Directions for this task:
Go through the data and retrieve each line that includes the string "prompts".

Material provided:
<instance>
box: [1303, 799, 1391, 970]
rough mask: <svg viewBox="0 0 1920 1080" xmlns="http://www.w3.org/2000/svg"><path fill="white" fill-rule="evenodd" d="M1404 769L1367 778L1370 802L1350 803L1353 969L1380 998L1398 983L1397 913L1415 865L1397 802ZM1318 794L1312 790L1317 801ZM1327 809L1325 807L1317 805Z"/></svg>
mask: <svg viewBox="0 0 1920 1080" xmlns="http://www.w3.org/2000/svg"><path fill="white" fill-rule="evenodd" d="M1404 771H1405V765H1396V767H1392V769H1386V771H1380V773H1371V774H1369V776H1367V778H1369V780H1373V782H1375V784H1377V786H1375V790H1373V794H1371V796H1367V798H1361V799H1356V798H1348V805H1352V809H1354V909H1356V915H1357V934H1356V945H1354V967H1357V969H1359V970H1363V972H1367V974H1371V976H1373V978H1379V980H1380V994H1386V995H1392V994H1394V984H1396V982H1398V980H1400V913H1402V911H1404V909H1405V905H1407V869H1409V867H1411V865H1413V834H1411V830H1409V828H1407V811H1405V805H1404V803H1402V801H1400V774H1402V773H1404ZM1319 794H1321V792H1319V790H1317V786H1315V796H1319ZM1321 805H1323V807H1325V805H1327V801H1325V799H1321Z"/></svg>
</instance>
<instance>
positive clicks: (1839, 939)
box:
--
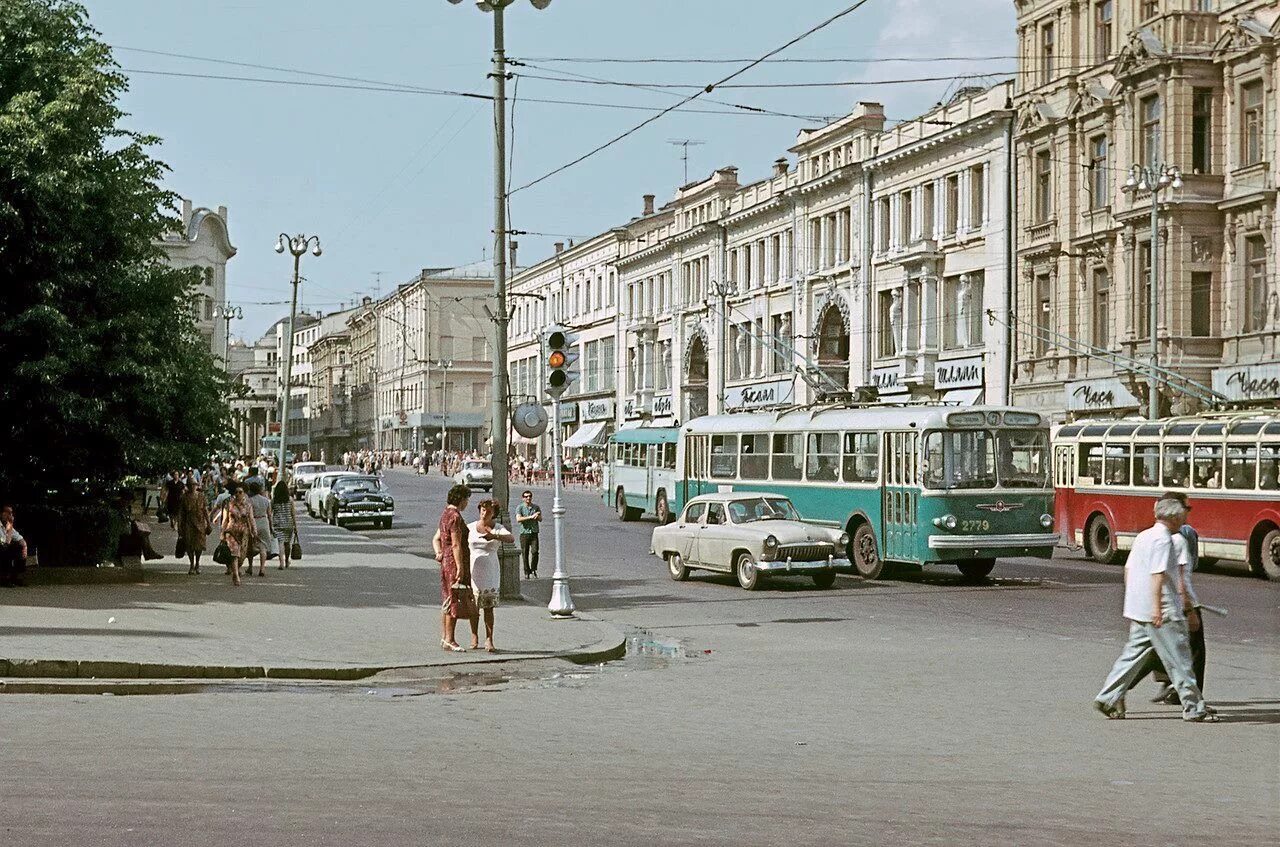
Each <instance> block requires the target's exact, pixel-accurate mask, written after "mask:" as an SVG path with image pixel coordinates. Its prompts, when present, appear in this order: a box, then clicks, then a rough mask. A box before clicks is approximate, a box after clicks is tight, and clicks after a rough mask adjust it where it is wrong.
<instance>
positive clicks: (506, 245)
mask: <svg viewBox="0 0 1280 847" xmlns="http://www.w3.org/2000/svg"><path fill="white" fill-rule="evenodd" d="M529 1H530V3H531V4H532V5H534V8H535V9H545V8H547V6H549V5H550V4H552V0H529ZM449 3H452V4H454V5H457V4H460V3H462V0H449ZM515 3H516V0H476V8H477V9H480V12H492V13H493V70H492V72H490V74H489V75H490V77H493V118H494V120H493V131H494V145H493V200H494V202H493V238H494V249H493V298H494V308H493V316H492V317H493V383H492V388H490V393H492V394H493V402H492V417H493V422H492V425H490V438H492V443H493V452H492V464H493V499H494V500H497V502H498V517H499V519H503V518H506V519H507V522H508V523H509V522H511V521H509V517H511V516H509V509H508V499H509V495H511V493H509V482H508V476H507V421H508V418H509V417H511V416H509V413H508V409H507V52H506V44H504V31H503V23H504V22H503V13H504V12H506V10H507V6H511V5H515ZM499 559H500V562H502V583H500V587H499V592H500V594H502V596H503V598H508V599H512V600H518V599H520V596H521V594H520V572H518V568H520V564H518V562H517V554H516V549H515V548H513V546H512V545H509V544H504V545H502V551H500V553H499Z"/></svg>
---
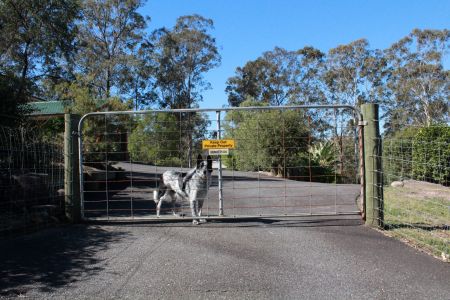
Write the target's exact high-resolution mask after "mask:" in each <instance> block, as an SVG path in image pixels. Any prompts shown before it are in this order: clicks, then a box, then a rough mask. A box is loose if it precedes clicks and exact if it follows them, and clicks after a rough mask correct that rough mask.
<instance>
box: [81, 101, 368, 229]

Your response:
Each <instance> block requires the target's exact, pixel-accurate mask, written after "mask:" as an SVG path with image pixel coordinates. Its prompts, when present, appear in this order: a box, then clicks, then a rough mask. A box before clicks is approximate, a box after clicks is tight, and clicks after a rough mask adjust it where it is wrong.
Write the target's exact high-resolution mask after "mask:" in each <instance> block, as an SVG path in image pixels. Any prompts shown before it are in this order: clicks, then a box, then a rough mask. A box is loose if it precedes clicks and exact if it follows them, and clicks after a rough mask correct that rough mask.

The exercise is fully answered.